(Data excerpted from a collection)

▶

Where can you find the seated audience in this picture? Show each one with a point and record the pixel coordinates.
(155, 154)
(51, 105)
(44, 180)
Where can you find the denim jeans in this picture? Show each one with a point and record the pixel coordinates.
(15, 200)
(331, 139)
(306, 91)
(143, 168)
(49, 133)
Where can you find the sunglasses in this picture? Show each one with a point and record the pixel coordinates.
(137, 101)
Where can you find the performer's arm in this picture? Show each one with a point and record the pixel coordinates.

◀

REQUEST: Rewrite the data from the line holding "Where can you find the sunglasses" through the end of the data, inclusive, swapping "pixel coordinates" for "x-y coordinates" and leaving everything else unchanged.

WRITTEN RESPONSE:
Where can you find the sunglasses in this picture? Show each one with a point and record the x-y coordinates.
(137, 101)
Where can you find the performer's arm in this picture? Show each one with a point and record the x-y coordinates.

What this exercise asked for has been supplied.